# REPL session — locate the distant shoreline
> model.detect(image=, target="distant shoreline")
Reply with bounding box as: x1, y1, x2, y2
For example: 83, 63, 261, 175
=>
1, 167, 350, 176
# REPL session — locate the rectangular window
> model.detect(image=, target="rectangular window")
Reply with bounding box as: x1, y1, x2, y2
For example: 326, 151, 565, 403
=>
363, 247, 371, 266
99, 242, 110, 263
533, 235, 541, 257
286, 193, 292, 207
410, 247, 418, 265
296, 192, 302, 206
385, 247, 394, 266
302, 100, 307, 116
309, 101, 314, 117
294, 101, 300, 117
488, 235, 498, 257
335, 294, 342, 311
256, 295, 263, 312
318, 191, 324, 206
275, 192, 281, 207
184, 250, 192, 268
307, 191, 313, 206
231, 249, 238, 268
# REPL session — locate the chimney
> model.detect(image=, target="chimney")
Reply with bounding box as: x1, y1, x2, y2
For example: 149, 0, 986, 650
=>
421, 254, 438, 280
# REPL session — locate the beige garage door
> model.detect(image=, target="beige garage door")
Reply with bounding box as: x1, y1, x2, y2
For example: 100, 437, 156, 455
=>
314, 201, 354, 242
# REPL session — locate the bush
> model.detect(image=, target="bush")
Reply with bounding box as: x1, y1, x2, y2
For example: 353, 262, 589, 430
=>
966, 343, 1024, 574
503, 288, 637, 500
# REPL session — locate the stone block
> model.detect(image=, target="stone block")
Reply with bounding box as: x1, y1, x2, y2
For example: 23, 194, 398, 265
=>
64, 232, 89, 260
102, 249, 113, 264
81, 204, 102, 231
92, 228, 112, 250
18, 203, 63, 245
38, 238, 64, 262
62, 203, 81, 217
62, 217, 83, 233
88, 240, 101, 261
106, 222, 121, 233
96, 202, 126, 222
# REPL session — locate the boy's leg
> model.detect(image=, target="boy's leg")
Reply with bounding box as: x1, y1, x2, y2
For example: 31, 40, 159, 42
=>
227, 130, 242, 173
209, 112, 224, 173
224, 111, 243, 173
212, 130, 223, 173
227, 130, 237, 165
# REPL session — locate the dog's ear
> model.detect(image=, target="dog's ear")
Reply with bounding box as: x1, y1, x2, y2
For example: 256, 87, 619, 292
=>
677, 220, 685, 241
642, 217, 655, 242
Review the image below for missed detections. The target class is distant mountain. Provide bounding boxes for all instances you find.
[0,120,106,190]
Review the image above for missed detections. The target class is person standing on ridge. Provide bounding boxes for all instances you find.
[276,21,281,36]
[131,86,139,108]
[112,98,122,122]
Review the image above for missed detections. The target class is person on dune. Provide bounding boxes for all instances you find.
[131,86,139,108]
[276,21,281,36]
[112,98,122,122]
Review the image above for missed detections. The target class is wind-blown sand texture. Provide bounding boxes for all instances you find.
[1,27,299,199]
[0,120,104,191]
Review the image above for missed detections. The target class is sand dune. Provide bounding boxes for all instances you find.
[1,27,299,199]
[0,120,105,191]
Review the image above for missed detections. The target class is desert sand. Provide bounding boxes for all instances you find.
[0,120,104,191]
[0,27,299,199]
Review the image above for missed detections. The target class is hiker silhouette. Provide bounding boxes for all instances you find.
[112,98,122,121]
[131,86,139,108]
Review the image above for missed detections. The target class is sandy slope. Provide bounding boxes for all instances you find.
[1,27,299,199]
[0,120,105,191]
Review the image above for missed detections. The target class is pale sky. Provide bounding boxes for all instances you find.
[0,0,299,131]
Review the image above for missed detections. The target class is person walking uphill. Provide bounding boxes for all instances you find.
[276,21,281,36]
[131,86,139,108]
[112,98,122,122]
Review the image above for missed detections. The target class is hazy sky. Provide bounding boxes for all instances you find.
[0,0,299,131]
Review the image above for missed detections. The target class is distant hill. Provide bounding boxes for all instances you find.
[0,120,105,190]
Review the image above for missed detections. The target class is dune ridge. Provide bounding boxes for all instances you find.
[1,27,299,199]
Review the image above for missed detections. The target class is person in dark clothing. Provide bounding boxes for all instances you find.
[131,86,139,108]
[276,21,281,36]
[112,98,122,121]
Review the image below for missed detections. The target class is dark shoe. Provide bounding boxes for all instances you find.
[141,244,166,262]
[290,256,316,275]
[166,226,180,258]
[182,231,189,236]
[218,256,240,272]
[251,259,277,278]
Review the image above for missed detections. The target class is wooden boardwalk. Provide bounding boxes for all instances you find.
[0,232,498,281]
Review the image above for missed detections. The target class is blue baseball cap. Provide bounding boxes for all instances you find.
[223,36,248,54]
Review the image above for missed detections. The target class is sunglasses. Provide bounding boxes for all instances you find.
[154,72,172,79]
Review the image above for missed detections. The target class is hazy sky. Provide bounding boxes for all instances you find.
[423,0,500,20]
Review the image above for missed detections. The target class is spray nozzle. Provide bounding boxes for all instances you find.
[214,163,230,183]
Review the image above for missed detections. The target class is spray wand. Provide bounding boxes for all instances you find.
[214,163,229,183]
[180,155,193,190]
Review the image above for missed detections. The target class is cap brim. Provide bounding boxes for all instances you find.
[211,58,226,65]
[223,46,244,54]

################

What is being asked -
Starting with the first line of the records above, give back each line exactly until the line with "For example: 31, 40, 159, 42" has been given as well.

Solution to this problem -
# REPL session — locate the distant shoreline
> model.detect(image=, target="distant shoreline")
Reply with bounding box as: x1, y1, x2, y2
For example: 83, 63, 261, 175
=>
1, 167, 350, 176
# REPL session — locate the rectangular window
> model.detect(image=, target="rectangular window")
Reply with bounding box as: x1, y1, x2, y2
For example: 326, 151, 565, 403
=>
363, 247, 371, 266
99, 242, 110, 263
533, 235, 541, 257
286, 193, 292, 207
410, 247, 418, 265
296, 192, 302, 206
385, 247, 394, 266
302, 100, 307, 116
309, 101, 314, 117
294, 101, 300, 117
488, 235, 498, 257
335, 294, 342, 311
256, 295, 263, 312
318, 191, 324, 206
275, 192, 281, 207
184, 250, 192, 268
307, 191, 313, 206
231, 249, 238, 268
# REPL session — locate the chimney
> model.detect(image=, target="chimney")
Reply with bounding box as: x1, y1, x2, y2
For example: 149, 0, 986, 650
=>
421, 254, 438, 280
# REPL session — locate the beige garage door
> model.detect(image=, target="beige garage door")
Reply with bounding box as: x1, y1, x2, y2
For example: 100, 437, 156, 455
=>
314, 201, 354, 242
# REPL session — locate the bush
> model.detect(image=, target="bush")
Reply with bounding box as: x1, y1, x2, y2
For example: 353, 262, 589, 430
=>
966, 343, 1024, 574
503, 288, 637, 500
# REPL session — locate the stone block
> model.detect(image=, target="stone block")
Reply with bounding box as: x1, y1, x2, y2
For example: 23, 194, 398, 265
=>
64, 232, 89, 260
102, 249, 113, 264
81, 204, 102, 231
92, 228, 112, 250
18, 203, 63, 245
38, 238, 64, 262
62, 203, 81, 217
62, 217, 83, 233
88, 240, 101, 261
106, 222, 121, 233
96, 202, 126, 222
# REPL session — locate the boy's leg
> model.detect(image=, target="boy's leg")
Reply with bounding box as: x1, y1, x2, y2
For example: 31, 40, 159, 42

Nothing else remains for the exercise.